--- RECORDS PROVIDED Enclosed Below ---

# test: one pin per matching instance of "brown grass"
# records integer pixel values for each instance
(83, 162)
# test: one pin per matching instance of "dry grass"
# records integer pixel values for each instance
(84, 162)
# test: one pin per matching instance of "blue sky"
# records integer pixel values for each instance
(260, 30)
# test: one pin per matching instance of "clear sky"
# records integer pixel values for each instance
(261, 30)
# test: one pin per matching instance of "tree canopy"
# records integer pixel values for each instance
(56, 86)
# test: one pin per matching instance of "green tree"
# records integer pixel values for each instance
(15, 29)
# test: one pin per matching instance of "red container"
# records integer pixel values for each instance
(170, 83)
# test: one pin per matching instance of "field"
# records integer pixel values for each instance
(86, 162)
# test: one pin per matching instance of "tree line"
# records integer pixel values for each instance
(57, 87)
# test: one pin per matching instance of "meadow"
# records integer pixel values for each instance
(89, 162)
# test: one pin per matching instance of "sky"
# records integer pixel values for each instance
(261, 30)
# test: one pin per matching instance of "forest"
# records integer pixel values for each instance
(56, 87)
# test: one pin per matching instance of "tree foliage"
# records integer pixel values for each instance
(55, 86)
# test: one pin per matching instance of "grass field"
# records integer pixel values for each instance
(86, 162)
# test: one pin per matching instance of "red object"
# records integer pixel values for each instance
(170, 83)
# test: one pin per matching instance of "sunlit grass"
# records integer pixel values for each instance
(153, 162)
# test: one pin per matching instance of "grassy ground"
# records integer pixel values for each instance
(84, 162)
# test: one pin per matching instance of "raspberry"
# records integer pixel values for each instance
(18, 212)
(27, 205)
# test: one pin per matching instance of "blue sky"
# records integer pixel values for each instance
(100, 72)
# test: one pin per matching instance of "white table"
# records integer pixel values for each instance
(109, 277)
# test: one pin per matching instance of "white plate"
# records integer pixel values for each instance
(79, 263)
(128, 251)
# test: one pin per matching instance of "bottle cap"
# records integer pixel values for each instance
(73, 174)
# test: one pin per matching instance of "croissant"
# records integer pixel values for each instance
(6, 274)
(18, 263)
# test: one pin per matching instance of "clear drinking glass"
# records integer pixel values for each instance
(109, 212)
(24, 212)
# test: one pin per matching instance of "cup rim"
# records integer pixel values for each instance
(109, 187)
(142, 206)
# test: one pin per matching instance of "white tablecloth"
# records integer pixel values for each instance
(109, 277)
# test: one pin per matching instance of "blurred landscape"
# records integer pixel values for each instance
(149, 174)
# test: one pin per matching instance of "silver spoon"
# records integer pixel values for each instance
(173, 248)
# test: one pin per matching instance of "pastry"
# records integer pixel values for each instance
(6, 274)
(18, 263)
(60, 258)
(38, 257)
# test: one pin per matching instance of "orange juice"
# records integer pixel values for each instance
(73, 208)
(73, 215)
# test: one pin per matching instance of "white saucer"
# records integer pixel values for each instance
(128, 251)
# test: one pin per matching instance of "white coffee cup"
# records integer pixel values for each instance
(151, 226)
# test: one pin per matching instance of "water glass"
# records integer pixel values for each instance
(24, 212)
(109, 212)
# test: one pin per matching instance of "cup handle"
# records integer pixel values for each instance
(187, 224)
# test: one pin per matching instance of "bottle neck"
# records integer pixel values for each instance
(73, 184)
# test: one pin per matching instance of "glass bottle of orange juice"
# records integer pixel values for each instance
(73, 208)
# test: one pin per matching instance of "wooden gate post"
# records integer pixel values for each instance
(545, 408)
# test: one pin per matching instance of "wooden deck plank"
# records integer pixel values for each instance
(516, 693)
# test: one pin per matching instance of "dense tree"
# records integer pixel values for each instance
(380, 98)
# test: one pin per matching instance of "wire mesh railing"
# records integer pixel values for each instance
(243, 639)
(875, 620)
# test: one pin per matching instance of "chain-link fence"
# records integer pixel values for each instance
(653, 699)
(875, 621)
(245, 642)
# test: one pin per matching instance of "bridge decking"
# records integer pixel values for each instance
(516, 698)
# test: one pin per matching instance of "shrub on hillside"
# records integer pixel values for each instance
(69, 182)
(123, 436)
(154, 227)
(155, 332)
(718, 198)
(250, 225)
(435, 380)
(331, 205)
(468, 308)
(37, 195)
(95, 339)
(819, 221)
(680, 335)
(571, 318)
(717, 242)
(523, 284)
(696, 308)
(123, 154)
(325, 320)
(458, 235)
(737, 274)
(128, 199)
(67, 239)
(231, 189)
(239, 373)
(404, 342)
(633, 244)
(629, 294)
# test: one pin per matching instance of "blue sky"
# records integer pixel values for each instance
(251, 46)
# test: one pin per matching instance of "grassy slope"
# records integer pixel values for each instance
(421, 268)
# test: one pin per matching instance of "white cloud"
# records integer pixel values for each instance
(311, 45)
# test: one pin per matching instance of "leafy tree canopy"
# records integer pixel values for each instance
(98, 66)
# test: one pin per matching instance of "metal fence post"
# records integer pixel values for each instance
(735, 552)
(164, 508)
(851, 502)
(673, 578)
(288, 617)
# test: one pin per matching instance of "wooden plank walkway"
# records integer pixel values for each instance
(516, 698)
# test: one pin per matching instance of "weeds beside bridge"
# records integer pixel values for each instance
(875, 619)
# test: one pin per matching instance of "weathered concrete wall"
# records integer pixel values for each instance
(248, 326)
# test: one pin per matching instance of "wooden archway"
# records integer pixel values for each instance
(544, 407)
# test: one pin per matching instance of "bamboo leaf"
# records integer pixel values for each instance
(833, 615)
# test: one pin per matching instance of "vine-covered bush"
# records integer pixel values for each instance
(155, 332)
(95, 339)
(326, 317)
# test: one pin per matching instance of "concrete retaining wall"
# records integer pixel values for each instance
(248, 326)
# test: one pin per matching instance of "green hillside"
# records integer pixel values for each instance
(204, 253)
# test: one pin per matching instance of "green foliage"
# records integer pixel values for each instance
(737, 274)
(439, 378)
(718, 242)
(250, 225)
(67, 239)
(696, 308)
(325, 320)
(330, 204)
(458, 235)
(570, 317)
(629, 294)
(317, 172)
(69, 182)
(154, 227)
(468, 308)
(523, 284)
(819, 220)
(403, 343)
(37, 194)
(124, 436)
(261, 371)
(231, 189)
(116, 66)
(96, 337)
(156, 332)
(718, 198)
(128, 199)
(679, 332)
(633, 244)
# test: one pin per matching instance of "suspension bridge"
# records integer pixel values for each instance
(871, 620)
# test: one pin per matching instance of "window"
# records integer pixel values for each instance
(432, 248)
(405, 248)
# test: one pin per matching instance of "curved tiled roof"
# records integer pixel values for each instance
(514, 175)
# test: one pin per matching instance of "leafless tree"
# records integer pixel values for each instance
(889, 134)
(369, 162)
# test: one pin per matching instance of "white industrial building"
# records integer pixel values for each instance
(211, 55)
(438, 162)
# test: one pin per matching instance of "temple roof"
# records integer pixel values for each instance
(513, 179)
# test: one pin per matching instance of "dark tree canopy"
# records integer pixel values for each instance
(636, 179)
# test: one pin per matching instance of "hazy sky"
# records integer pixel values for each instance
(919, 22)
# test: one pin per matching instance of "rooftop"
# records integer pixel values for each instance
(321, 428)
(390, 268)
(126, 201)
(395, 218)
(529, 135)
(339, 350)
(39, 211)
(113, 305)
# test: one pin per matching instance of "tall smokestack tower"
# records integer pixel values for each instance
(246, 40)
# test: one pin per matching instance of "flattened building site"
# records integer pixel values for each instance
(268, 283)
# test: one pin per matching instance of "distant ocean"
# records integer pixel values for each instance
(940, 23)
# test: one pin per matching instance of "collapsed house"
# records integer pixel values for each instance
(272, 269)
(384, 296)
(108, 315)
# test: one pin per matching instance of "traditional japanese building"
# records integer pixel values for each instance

--- End of Enclosed RECORDS PROVIDED ---

▸ **ABOUT THIS TASK**: Across the data, how many lines have the word "building" in them? Respond with the number alone.

▸ **YOUR RESPONSE**: 3